Problem — Lines in the records below that contain the word "wheel" must each be copied.

Task inputs —
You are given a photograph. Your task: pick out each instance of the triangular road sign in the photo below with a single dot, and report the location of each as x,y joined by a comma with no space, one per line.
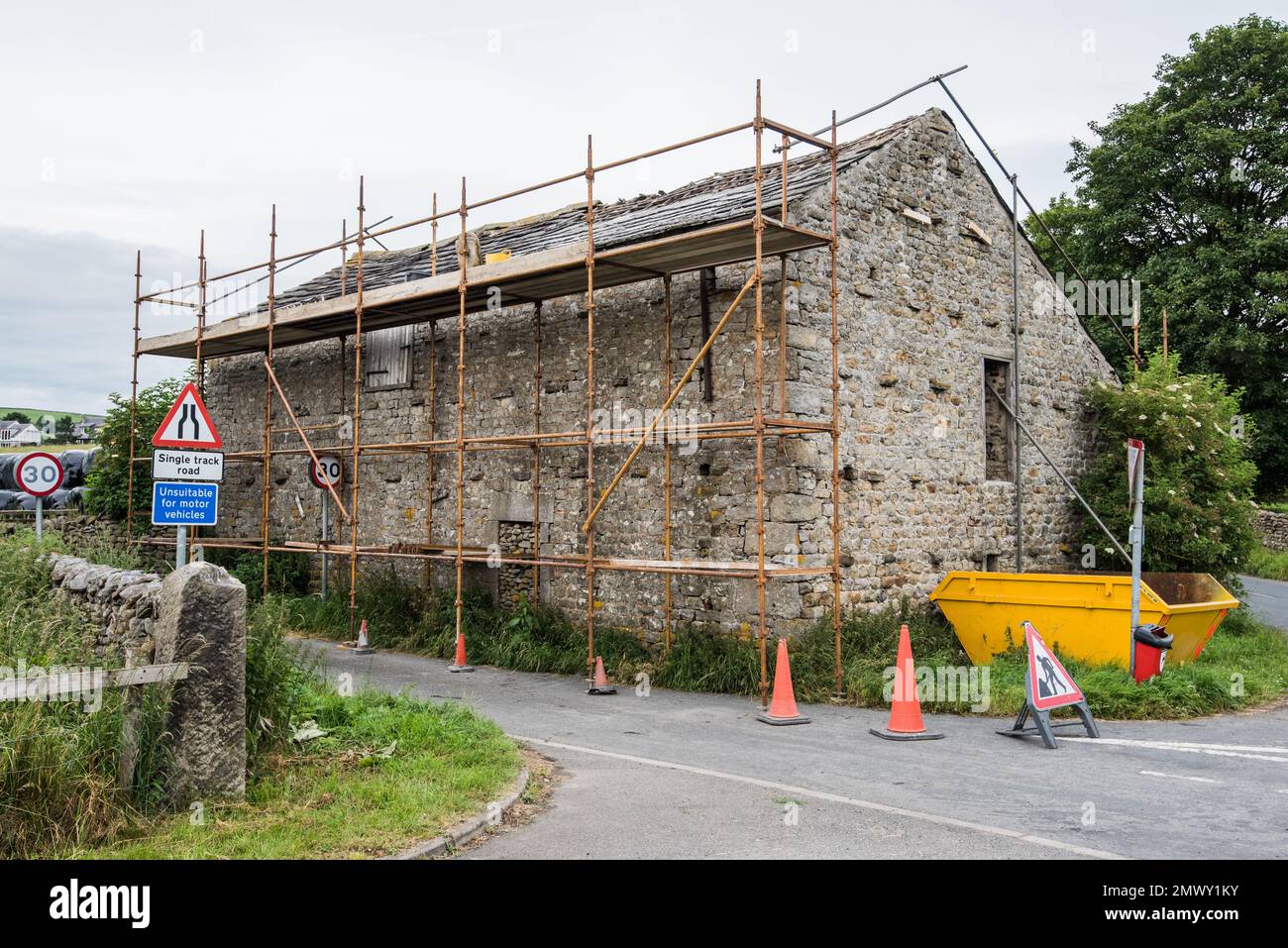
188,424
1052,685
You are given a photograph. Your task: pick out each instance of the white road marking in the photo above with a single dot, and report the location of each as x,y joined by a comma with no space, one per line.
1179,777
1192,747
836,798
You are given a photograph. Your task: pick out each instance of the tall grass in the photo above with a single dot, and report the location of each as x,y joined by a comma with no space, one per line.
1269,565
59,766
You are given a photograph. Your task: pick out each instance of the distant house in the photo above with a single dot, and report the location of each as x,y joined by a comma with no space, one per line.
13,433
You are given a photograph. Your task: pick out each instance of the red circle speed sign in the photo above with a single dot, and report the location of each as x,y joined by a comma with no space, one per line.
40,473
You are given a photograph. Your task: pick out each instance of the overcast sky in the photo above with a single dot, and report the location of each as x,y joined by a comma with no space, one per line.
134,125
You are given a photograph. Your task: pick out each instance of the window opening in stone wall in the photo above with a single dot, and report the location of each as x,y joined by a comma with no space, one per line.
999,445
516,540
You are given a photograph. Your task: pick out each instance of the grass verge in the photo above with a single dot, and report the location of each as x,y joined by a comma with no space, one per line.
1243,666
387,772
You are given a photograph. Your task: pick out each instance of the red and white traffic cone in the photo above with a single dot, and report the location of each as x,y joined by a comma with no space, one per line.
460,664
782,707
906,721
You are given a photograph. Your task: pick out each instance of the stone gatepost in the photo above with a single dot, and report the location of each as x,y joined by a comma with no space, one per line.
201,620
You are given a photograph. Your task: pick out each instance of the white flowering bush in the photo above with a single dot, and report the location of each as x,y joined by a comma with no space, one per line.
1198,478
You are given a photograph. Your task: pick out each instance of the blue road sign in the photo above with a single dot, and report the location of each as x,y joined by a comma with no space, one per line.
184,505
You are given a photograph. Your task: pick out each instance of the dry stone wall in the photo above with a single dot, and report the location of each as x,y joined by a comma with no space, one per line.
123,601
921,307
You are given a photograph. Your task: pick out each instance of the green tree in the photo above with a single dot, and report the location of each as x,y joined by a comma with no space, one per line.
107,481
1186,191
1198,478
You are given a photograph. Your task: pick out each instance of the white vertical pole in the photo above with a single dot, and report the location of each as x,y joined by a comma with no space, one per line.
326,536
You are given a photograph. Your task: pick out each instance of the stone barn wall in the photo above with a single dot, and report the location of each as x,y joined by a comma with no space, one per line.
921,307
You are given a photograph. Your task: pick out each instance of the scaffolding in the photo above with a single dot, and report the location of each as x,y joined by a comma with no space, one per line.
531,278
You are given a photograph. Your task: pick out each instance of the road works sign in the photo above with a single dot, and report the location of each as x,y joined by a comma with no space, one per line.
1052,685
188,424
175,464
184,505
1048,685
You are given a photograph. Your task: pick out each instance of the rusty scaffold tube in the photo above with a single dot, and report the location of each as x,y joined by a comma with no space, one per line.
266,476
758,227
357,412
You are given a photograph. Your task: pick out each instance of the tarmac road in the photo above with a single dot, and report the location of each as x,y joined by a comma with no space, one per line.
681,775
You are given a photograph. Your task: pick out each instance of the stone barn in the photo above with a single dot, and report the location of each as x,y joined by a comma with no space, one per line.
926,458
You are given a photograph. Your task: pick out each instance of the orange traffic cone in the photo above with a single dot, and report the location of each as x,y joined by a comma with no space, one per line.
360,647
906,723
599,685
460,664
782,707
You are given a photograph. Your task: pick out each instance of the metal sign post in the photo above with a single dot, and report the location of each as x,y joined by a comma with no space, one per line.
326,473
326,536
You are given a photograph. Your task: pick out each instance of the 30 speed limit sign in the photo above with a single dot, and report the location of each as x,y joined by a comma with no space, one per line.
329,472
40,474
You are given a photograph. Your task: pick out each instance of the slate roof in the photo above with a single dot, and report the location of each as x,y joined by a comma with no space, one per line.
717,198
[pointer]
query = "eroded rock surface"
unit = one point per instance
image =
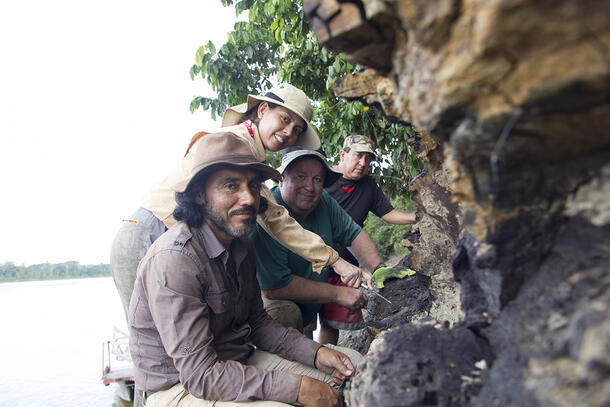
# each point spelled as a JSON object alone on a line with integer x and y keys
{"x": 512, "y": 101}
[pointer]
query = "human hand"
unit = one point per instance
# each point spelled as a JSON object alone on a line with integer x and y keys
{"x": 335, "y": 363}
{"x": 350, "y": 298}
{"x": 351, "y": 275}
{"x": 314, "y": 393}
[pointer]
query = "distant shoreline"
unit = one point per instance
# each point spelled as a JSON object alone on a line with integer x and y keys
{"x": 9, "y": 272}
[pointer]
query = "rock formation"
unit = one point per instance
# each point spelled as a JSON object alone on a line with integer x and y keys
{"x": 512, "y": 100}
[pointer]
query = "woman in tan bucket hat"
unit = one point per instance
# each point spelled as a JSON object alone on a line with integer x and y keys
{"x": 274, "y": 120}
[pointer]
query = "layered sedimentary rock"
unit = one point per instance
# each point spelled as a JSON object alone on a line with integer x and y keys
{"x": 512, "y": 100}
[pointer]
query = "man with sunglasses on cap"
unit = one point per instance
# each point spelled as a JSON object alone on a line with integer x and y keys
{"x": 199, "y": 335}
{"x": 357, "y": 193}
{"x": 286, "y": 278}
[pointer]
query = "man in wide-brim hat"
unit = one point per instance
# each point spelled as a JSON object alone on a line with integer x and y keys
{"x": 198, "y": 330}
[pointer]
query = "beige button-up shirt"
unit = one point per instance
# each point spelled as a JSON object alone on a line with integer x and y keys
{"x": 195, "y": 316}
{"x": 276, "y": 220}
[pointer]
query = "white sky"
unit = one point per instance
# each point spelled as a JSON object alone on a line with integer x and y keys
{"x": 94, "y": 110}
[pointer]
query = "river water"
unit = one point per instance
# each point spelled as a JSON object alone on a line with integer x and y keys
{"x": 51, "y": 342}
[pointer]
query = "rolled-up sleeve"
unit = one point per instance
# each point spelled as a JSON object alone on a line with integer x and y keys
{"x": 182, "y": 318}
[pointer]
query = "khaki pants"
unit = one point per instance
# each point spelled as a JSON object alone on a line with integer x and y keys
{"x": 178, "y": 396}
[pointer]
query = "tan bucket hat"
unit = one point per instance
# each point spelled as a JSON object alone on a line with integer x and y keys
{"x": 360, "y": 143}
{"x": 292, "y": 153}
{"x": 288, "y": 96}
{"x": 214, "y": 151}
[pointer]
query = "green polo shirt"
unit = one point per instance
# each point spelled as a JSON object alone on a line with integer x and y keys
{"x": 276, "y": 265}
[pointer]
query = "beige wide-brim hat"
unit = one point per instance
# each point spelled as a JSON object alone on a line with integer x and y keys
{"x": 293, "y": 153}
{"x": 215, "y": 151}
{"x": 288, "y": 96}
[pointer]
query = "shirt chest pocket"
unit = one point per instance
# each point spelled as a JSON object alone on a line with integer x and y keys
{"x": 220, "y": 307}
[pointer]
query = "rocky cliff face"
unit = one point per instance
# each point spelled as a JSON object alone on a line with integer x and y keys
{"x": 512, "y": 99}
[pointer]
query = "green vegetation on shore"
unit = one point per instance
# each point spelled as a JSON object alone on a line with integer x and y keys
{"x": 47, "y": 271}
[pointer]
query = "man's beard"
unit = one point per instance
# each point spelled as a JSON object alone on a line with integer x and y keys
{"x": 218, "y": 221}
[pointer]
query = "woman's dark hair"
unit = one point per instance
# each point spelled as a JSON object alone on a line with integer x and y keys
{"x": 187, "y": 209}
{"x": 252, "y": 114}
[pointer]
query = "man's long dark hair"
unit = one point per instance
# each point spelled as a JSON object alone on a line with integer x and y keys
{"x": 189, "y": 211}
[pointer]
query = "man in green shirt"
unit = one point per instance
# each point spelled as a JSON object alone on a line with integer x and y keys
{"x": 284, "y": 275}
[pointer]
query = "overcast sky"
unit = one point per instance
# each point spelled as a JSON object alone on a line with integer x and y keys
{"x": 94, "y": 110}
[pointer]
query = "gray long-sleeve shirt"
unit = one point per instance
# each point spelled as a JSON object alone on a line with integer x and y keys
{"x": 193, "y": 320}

* * *

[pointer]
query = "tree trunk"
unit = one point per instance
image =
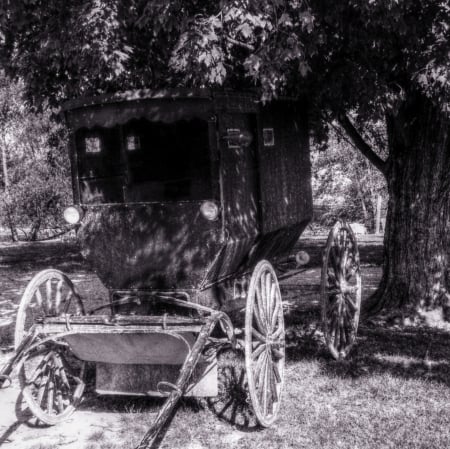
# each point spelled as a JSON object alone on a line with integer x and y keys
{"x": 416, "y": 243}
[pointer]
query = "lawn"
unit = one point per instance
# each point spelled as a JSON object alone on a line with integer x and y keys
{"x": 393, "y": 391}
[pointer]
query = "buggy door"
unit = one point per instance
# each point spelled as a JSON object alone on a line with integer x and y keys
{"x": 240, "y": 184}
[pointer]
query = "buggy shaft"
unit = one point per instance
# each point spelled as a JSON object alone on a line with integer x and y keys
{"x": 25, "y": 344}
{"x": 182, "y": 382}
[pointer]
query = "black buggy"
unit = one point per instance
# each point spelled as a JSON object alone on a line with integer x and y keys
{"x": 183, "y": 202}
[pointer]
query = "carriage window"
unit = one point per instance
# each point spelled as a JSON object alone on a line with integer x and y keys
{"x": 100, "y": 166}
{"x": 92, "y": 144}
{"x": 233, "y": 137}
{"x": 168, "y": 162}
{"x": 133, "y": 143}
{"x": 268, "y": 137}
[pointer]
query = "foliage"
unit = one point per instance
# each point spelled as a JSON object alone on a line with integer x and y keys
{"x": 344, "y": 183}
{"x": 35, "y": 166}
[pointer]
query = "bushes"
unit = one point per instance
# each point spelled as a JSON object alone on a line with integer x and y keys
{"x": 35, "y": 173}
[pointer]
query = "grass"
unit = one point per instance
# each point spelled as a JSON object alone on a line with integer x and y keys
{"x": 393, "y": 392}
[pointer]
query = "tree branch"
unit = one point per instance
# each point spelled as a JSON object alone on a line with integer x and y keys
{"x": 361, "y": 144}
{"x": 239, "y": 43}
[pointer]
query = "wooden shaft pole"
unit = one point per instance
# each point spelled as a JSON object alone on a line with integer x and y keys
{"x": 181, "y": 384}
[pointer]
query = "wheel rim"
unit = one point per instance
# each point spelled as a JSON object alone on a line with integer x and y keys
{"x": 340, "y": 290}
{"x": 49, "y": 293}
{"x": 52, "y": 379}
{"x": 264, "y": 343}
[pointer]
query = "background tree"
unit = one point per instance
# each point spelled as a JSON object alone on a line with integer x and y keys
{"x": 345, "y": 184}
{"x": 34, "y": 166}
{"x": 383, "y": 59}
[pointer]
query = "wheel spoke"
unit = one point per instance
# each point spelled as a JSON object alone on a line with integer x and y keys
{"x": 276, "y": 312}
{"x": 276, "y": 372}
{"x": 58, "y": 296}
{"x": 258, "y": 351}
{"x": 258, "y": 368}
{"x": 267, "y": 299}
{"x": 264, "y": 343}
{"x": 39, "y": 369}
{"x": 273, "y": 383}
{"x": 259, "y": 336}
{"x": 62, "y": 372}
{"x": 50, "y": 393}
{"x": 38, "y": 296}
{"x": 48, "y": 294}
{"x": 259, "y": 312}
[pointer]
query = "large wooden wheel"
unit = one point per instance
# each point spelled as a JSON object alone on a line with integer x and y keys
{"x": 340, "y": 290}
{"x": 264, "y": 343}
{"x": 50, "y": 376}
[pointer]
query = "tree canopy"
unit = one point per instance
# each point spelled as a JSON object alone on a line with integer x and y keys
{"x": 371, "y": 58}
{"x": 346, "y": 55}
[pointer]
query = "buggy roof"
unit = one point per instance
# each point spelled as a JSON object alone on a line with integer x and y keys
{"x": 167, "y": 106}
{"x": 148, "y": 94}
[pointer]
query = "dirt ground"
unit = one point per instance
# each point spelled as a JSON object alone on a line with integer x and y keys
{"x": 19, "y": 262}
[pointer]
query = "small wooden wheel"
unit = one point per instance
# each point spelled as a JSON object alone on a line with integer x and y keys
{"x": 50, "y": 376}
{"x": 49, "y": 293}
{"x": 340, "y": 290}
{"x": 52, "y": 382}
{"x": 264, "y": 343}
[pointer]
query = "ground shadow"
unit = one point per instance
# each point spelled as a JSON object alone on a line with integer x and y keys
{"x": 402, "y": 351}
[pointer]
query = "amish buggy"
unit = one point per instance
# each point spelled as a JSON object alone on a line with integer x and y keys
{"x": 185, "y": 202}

...

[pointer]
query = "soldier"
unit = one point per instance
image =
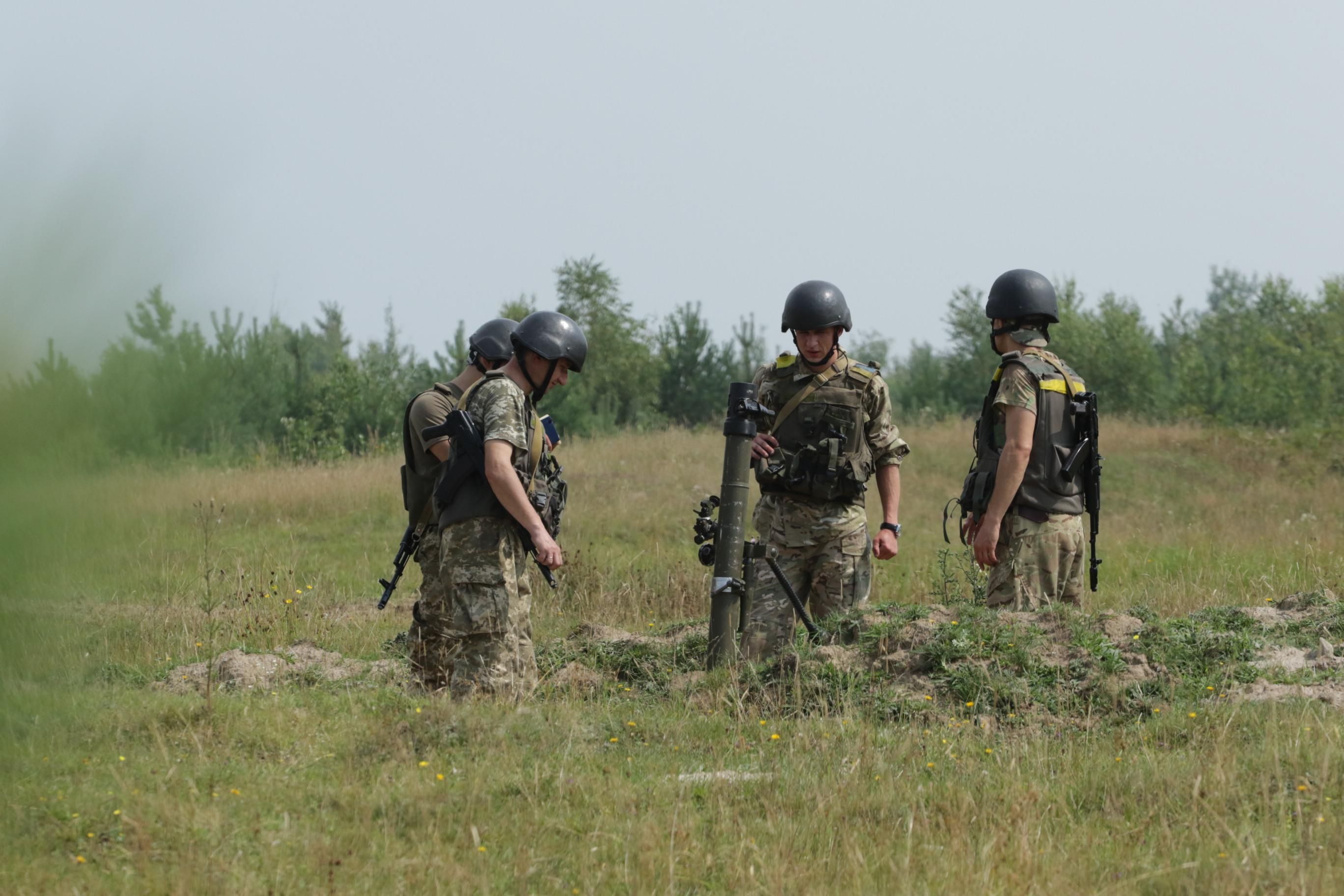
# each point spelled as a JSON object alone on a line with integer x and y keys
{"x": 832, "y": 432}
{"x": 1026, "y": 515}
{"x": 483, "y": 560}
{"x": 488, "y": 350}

Problem solution —
query = "wheel rim"
query = "wheel spoke"
query = "large wooden wheel"
query = "small wooden wheel"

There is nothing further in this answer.